▶ **Requisitos del problema**
Indica cuántas líneas de las filas siguientes contienen la cadena "wing", teniendo en cuenta mayúsculas y minúsculas, y responde solo con el número.
═════ Material ═════
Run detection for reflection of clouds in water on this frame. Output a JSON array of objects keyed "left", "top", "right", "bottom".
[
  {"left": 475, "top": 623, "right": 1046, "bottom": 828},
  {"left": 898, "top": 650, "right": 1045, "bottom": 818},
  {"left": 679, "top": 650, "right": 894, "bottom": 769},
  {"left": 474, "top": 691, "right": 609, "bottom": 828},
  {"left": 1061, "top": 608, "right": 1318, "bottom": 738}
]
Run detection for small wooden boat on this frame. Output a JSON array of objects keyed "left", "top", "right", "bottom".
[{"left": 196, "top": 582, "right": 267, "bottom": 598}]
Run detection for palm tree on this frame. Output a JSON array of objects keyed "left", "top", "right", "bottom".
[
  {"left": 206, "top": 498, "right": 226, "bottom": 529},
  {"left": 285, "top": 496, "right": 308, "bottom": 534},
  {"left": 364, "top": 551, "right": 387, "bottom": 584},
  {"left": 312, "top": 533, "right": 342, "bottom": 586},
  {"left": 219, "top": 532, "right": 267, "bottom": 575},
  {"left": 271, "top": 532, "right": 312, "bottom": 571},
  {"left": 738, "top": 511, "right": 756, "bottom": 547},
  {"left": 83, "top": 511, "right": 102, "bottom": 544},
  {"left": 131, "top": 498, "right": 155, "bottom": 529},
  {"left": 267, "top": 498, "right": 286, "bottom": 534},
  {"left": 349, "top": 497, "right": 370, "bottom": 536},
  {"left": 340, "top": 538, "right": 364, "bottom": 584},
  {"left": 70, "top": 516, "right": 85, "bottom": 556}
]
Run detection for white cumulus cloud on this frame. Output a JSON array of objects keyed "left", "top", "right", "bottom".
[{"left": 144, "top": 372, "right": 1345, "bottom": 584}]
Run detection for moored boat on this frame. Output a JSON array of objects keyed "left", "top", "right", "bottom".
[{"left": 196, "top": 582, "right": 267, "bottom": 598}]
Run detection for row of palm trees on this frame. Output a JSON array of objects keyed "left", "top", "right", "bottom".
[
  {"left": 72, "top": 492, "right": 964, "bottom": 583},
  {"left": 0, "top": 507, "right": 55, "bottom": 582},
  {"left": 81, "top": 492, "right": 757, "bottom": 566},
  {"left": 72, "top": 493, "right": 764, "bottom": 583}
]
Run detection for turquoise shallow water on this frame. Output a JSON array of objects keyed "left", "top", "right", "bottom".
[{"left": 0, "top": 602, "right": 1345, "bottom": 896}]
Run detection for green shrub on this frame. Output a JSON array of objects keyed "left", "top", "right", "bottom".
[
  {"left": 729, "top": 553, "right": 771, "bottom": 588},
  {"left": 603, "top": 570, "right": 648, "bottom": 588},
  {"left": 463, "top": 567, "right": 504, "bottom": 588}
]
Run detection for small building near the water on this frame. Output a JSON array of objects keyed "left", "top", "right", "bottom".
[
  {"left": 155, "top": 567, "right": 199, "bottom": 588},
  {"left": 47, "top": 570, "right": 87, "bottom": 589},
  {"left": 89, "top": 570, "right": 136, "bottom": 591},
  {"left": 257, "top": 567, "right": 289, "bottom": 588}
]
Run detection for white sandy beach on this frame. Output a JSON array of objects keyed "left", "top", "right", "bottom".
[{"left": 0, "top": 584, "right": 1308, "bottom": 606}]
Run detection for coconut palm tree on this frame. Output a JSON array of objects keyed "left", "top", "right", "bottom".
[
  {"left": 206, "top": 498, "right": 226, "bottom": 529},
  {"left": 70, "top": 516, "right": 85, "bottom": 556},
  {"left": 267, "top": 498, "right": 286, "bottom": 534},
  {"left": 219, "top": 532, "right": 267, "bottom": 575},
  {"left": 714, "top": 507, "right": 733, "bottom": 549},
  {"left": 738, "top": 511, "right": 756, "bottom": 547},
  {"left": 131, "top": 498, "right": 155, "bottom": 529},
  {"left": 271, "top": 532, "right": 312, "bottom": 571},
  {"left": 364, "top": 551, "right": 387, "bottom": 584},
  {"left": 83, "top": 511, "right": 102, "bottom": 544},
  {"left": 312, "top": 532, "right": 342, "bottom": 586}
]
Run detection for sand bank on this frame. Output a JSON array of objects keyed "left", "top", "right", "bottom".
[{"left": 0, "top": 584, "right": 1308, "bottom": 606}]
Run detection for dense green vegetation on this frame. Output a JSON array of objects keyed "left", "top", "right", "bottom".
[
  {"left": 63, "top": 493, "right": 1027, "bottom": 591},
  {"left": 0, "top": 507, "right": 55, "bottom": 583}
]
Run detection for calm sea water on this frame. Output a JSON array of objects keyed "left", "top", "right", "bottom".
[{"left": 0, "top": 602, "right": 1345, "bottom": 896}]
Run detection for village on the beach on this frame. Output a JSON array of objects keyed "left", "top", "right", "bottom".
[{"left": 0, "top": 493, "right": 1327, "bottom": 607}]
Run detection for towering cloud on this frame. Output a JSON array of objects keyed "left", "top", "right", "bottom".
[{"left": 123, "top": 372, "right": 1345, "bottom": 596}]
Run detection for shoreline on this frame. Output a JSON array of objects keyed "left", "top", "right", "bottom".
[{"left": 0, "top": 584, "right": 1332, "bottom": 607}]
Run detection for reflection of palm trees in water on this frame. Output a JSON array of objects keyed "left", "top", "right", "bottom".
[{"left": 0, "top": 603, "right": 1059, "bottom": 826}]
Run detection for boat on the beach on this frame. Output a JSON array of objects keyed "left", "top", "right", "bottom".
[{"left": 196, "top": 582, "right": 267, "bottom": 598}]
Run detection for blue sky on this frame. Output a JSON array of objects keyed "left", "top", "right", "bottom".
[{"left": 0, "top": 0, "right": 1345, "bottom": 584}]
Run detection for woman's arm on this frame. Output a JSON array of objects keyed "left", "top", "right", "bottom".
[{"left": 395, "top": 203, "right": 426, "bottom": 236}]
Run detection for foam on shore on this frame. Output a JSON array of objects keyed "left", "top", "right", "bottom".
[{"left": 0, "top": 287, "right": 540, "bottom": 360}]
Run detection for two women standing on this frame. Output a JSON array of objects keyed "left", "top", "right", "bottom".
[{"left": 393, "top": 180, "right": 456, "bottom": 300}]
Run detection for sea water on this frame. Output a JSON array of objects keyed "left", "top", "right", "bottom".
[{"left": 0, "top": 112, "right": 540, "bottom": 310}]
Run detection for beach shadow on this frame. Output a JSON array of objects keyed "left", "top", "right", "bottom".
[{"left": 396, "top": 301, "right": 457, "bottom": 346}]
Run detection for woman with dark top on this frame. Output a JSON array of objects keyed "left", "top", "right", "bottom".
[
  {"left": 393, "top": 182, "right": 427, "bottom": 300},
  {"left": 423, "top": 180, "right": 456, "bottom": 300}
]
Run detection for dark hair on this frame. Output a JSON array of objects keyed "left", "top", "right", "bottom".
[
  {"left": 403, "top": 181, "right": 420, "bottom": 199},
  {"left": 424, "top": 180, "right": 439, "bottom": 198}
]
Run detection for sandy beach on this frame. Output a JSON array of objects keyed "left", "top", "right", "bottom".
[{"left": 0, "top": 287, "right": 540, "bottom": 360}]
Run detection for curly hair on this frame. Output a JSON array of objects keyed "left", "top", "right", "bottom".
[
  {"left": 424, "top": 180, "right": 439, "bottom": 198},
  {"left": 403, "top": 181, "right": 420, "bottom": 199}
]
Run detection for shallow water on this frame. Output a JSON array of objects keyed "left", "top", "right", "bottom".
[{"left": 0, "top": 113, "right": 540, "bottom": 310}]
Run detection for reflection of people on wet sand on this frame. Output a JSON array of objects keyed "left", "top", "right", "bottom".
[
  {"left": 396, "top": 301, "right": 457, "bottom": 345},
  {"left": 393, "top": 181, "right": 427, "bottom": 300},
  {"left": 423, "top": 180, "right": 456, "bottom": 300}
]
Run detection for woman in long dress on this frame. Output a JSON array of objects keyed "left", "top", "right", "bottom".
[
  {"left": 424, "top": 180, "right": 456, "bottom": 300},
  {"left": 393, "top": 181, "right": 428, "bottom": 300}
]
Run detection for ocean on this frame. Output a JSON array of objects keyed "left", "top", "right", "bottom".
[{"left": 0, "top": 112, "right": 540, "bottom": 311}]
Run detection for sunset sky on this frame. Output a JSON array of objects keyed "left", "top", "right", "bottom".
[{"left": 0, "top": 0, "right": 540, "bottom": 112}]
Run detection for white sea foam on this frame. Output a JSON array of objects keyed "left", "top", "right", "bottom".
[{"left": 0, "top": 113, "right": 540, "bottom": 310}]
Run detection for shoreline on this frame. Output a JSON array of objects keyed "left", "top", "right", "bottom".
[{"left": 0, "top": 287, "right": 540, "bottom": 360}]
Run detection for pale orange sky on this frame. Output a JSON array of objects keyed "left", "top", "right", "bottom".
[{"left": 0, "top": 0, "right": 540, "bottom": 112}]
═════
═════ Material ═════
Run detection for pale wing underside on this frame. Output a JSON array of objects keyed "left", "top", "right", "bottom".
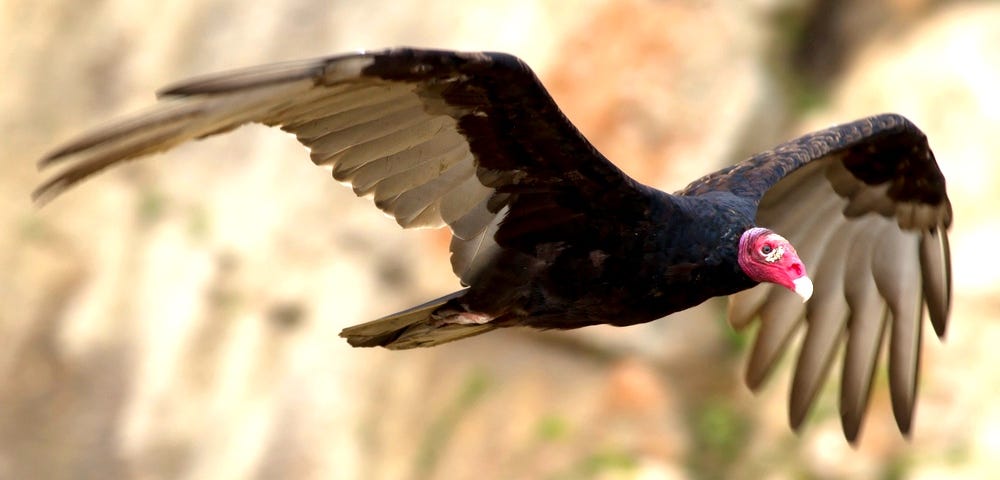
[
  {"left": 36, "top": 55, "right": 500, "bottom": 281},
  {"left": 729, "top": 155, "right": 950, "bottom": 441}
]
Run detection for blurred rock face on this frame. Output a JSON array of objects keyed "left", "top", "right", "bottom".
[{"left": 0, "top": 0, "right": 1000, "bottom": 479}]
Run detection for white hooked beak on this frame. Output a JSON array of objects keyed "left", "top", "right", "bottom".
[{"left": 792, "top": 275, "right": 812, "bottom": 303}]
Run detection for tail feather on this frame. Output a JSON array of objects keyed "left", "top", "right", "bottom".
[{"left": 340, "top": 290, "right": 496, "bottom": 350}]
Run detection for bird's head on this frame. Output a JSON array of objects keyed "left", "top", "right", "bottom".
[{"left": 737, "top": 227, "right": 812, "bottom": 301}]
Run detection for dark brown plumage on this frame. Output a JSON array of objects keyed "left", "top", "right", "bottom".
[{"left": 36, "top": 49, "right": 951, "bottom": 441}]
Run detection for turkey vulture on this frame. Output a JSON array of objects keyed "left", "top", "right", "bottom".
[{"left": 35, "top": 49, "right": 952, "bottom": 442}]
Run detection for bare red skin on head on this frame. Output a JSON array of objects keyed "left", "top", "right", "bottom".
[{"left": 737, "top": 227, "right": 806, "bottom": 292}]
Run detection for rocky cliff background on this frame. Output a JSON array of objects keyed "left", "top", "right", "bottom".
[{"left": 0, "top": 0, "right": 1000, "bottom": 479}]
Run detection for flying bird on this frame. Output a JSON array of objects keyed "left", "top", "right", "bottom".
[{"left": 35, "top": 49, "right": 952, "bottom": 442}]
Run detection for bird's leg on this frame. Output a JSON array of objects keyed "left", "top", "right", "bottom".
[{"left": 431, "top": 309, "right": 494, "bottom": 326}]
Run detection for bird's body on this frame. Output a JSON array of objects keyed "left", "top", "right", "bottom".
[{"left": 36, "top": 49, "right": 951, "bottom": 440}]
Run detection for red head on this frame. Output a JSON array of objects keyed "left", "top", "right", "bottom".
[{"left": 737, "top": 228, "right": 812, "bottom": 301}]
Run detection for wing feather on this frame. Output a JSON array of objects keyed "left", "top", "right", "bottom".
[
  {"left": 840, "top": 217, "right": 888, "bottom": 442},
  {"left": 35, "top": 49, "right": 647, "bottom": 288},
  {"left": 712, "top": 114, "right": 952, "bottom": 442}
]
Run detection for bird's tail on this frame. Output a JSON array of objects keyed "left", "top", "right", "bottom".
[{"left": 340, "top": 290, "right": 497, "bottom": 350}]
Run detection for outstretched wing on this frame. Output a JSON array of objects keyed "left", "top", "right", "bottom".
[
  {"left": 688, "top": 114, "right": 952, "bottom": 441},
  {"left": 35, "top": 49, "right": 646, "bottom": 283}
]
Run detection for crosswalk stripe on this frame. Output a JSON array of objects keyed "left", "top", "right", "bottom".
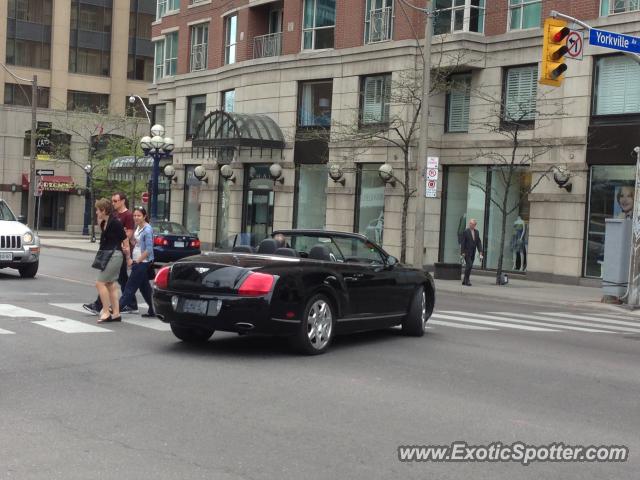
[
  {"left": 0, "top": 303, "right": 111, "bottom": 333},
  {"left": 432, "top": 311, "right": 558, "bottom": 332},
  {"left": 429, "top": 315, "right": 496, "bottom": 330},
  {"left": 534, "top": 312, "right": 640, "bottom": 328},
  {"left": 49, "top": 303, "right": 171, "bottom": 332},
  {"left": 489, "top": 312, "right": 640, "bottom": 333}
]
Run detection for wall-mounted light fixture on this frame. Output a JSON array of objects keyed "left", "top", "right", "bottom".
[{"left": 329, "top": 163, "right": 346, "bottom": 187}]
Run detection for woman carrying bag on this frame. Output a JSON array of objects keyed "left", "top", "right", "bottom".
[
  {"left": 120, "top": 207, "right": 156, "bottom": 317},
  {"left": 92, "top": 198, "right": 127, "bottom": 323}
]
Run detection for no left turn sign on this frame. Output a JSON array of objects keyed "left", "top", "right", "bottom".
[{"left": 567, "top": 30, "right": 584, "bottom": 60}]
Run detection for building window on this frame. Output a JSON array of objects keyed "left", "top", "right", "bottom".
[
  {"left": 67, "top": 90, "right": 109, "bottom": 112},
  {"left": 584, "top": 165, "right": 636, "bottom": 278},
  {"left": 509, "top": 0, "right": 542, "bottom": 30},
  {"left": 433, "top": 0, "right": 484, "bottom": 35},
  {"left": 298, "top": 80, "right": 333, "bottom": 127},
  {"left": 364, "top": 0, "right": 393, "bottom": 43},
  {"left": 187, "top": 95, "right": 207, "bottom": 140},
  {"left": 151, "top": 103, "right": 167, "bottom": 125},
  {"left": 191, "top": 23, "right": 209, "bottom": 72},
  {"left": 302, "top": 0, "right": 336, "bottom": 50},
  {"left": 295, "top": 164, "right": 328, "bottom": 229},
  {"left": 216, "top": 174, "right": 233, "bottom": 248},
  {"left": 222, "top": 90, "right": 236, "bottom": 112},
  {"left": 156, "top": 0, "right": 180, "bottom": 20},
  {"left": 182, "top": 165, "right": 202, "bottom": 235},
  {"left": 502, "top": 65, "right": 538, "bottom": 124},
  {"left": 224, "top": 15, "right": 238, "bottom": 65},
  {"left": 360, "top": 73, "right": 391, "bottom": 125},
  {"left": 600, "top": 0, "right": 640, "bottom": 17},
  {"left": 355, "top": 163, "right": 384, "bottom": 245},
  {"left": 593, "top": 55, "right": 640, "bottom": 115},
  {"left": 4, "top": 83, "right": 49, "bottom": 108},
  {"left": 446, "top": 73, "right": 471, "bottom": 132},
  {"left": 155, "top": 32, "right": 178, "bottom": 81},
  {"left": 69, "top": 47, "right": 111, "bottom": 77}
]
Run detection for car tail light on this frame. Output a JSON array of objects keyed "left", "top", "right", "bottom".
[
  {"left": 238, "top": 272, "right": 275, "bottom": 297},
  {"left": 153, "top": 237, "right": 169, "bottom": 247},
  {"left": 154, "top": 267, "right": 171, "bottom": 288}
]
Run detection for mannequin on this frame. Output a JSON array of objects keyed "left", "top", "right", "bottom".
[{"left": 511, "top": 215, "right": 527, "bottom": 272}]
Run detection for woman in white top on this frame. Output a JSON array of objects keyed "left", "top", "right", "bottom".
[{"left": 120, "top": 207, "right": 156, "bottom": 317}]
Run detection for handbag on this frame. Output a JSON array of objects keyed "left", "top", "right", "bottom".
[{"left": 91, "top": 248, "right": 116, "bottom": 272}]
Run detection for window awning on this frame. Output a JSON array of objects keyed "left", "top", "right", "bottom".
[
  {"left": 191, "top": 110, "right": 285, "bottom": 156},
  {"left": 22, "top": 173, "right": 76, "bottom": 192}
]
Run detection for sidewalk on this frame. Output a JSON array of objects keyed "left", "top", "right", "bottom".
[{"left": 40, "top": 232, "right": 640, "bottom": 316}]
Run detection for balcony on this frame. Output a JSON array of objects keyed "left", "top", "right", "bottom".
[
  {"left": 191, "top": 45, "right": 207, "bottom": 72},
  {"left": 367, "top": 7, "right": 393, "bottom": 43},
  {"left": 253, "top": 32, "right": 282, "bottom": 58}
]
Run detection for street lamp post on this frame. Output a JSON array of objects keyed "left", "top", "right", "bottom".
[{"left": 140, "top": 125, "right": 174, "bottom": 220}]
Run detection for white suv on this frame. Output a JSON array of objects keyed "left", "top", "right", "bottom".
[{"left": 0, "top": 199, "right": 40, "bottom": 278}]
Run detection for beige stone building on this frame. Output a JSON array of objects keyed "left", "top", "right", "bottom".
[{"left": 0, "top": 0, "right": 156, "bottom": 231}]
═════
═════ Material ═════
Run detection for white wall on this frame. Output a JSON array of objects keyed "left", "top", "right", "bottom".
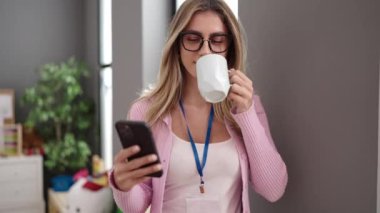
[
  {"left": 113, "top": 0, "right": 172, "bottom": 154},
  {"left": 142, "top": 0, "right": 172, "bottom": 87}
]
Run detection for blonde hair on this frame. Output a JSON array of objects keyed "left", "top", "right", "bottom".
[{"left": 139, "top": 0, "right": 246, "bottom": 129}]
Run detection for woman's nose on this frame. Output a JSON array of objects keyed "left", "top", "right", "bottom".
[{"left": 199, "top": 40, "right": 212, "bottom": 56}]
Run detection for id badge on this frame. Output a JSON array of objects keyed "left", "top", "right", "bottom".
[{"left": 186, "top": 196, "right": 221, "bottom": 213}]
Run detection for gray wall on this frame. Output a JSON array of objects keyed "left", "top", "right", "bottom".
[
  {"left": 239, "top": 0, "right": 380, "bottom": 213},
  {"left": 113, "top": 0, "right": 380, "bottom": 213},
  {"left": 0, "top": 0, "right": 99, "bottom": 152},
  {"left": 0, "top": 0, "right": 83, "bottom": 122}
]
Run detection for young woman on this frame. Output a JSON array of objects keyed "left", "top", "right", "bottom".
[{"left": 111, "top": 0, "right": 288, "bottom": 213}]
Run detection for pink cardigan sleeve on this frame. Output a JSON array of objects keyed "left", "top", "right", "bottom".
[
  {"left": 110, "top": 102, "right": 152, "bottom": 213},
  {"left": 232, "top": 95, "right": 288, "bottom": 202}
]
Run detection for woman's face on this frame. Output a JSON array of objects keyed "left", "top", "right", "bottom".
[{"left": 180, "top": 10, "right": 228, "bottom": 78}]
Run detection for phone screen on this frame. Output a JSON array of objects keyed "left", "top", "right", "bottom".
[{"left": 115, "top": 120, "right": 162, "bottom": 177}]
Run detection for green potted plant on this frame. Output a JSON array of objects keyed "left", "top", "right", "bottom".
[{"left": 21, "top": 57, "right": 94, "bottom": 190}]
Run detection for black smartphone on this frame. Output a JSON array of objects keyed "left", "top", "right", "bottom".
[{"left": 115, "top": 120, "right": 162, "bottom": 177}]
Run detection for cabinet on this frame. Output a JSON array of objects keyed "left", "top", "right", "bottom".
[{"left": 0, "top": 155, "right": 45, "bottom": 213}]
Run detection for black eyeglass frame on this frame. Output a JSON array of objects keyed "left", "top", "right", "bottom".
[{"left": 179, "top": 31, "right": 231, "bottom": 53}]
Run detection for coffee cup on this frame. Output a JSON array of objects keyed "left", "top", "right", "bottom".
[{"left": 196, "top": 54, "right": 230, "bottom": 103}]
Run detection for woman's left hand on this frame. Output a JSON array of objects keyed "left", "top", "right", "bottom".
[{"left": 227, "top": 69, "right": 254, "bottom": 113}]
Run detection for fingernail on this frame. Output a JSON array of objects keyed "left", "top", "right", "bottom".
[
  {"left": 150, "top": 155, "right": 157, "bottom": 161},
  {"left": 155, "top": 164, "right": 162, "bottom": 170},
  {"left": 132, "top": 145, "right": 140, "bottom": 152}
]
═════
▶ **Resultado**
3